### EXERCISE PROMPT
Show every row below that contains the string "tally", matching case exactly.

### SUPPLIED RECORDS
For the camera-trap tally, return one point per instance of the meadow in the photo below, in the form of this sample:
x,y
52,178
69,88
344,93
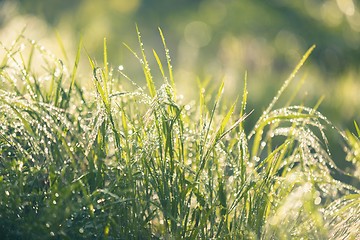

### WRITTEN REPLY
For the camera-trap tally, return one point per instance of the meadow in the photo below, in the form of this sample:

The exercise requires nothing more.